=== Requirements ===
A) Swap "realistic painting" for "landscape painting" in the passage on Rachel Albeck-Gidron, and write out the part that begins at "In 2007, she" and stops after "School in Jerusalem.".
B) Write the next part of the passage on Rachel Albeck-Gidron, picking up after its last sentence.

=== Selected text ===

** START **

Rachel Albeck-Gidron (Hebrew: רחל אַלבֶּק-גדרוֹן; born 1960) is an Israeli inter-disciplinary researcher of  Hebrew and comparative literature, philosophy and art.

Research
In her book, The Century of the Monads, Albeck-Gidron claims that there is a deep similarity and even a relationship between monadic metaphysics and the basic assumptions of modernistic thought. This claim is demonstrated in 20th-century scientific thought patterns, in the central movements in plastic art from the end of the 19th century to the beginning of the 20th century and, particularly, in the world view of the stream-of-consciousness novel.

She also developed a theoretical model of describing  the process of creation of  textual-versions and created a method of comparing between them, named 'the third text'.

Albeck-Gidron examines the Ashkenazi Pronunciation of Hebrew as a Postmodernistic Question, in a part of a sociological discussion in a problem known as 'invention of tradition'. She has also analyzed the work of Yoel Hoffmann in the light of western and eastern poetics.

Albeck-Gidron is Associate professor of Hebrew literature at Bar Ilan University in Israel.
In 2007, she has been appointed as visiting associate professor at Stanford University and taught the course "East West East in Israeli Literature: The Novels of Yoel Hoffmann".

Albeck-Gidron studied realistic painting with painter Israel Hershberg at the Jerusalem Studio School in Jerusalem.

** END **

=== Given data ===

** START **

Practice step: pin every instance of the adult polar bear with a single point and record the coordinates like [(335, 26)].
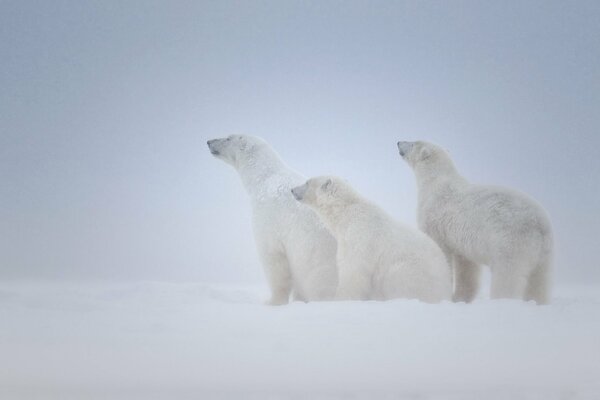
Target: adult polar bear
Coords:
[(377, 257), (477, 224), (297, 251)]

** END **

=== Outputs ===
A)
In 2007, she has been appointed as visiting associate professor at Stanford University and taught the course "East West East in Israeli Literature: The Novels of Yoel Hoffmann".

Albeck-Gidron studied landscape painting with painter Israel Hershberg at the Jerusalem Studio School in Jerusalem.

B)
Selected publications
Shamanism and Literary Criticism, Jerusalem: Magnes Press, 2021.
Exploring the Third Option: A Critical Study of Yoel Hoffmann's Works, Beer Sheva: Heksherim, Ben Gurion University of The Negev, Kineret, Zmora-Bitan, Dvir Press, 2016 .
The Century of the Monads: Leibniz's Metaphysics and 20th-Century Modernity, Bar-Ilan University Press.
"Totem and blindness in Israel 2001: Cultural selection procedures presented in A.B. Yehoshua's novel 'The Liberated Bride' ", Mikan 4 (January 2005), pp. 5–19.
"The draft renounced by history: Appelfeld’s 'Journey into Winter' and the radiance of Noah’s Ark as a healing discourse", Mikan 5 (2005), pp. 57–67.
"Exiled and Suppressed Voices: On the Ashkenazi Pronunciation of Hebrew as a Postmodernistic Question",Jerusalem Studies in Hebrew Literature xix (2003), pp. 69–90.

References

External links
The homepage of Albek-Gidron at Bar-Ilan university
"Exiled and Suppressed Voices: On the Ashkenazi Pronunciation of Hebrew as a Postmodernistic Question".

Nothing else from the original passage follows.